Request:
Return all of the data exactly, with nothing left out but the pictures.

Supplied records:

* * * * * * *

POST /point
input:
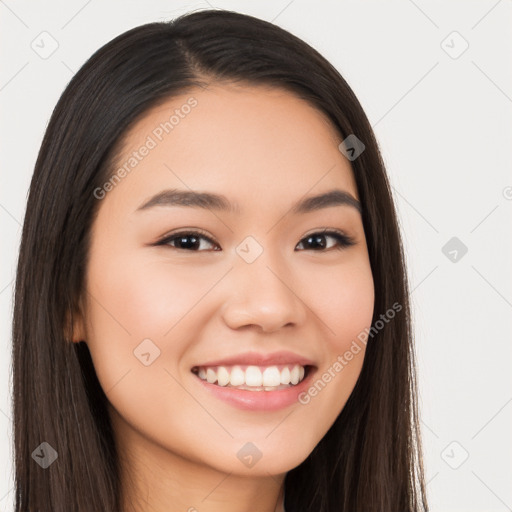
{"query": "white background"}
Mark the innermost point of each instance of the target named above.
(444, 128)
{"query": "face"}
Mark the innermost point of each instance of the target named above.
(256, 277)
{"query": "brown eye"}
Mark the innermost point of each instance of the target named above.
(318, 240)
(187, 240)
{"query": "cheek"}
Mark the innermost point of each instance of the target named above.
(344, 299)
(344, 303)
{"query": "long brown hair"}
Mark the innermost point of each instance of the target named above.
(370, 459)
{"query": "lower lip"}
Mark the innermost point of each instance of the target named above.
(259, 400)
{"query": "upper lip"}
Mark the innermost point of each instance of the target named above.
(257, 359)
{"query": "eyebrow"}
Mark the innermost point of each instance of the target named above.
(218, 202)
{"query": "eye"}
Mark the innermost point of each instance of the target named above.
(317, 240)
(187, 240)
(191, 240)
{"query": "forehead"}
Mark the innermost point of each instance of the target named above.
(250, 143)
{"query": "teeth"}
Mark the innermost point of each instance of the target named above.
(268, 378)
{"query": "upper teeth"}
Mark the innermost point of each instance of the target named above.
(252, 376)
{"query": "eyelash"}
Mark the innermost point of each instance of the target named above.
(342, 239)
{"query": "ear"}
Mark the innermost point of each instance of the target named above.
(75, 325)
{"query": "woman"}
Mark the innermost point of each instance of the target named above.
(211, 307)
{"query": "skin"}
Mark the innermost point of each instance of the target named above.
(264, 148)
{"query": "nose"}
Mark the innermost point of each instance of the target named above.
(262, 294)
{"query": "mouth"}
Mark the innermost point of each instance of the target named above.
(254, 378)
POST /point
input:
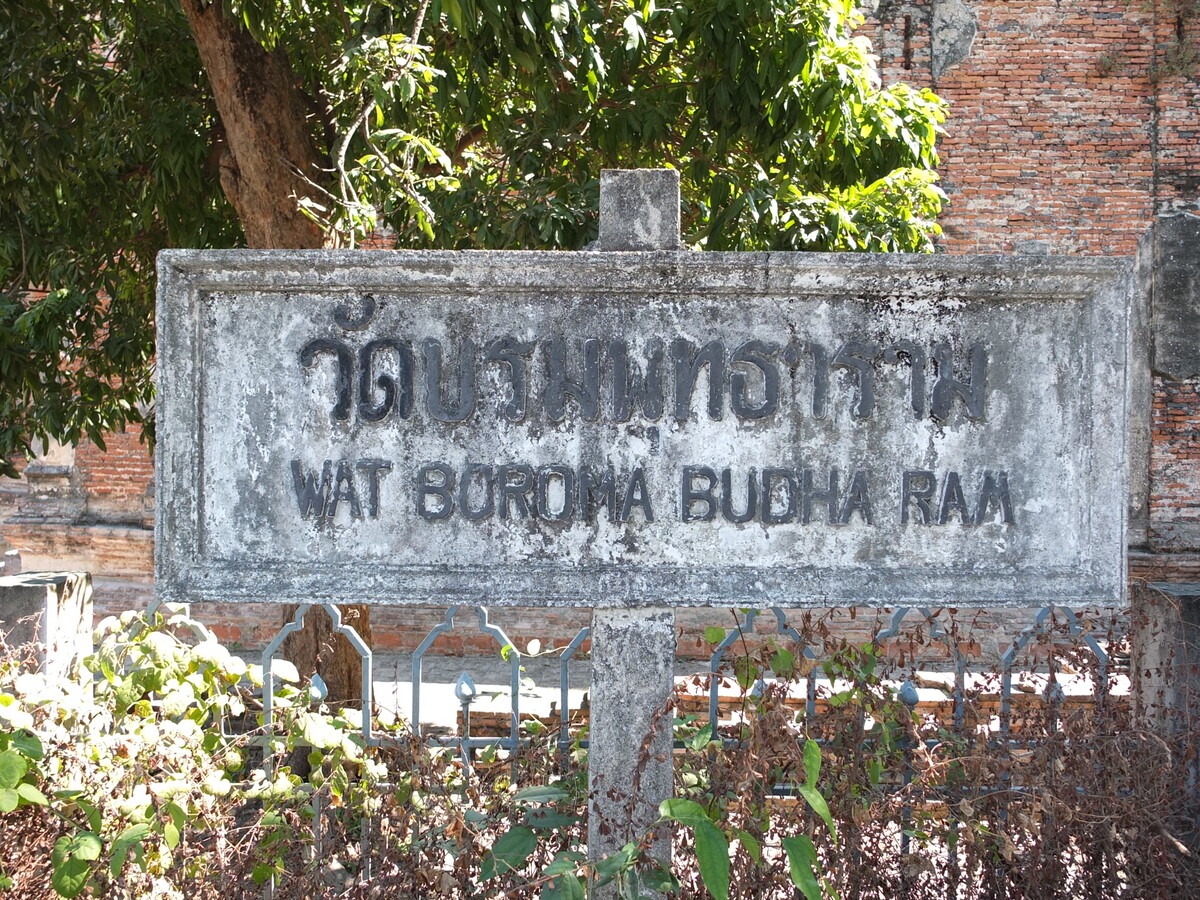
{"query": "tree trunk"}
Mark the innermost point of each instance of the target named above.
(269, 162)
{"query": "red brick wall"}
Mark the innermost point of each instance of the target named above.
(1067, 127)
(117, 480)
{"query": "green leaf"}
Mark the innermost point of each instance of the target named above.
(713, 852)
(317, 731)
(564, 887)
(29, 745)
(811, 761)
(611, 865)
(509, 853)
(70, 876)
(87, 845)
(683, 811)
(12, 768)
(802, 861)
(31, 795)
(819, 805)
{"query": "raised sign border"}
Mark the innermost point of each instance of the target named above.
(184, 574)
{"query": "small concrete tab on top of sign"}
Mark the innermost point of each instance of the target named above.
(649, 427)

* * * * * * *

Written solution:
POST /point
input:
{"query": "white background"}
Mark the innermost point of each instance of the target named above.
(444, 128)
{"query": "face"}
Mark the innermost point of each instance of the target named above.
(256, 277)
{"query": "brown eye"}
Mark the innermost point of each instance of the target named above.
(318, 240)
(187, 240)
{"query": "cheek"}
Mark the innermost point of each instance of the target named above.
(344, 299)
(344, 303)
{"query": "long brown hair"}
Mark the innermost point of each instance of the target named above.
(370, 459)
{"query": "lower lip"}
Mark the innermost point of each instance of the target named above.
(259, 400)
{"query": "upper lip"}
Mark the innermost point of each instance of the target named above.
(257, 359)
{"query": "eyebrow"}
Mark the innermost point of each instance of the target named above.
(218, 202)
{"query": "eye"}
Mark the innermost point of each instance of the target named above.
(317, 240)
(187, 240)
(191, 240)
{"query": "forehead"}
Mark the innermost point of each instance of the target named above.
(250, 143)
{"query": "teeth"}
Mark the innermost point of each instance of the target named above.
(268, 378)
{"query": "upper teeth"}
Mark the innermost point of each instance of the target named above.
(252, 376)
{"query": "eyelash"}
Mark the innermost point of each instance of the target named above.
(342, 239)
{"query": "ear"}
Mark the innermost point of each instance of the target named above.
(75, 325)
{"query": "woman"}
Mark the innermost point of each instance of the target named above.
(211, 307)
{"query": "skin"}
Mark the innermost point of each instance of the target named above.
(264, 148)
{"query": "nose"}
Mark the innermost point of each instance of the target named above.
(262, 294)
{"query": "mouth"}
Mark the innermost point of each instance of the target named above.
(254, 378)
POST /point
input:
{"query": "tree trunk"}
Mark the innermost point of each instance of the target named above.
(269, 162)
{"query": "red brick wall"}
Mark the innermost point of each instance of the target named above.
(1067, 127)
(117, 480)
{"query": "green leaf"}
Mark the innermost point of each instance of the target named above.
(713, 852)
(317, 731)
(564, 887)
(29, 745)
(811, 761)
(611, 865)
(509, 853)
(70, 876)
(87, 845)
(683, 811)
(12, 768)
(802, 861)
(31, 795)
(819, 805)
{"query": "raised sign border"}
Mark the innermost point of each instance of the target named above.
(184, 574)
{"query": "small concrete tab on top of sign"}
Mark the innermost point of each instance of the target named above.
(649, 427)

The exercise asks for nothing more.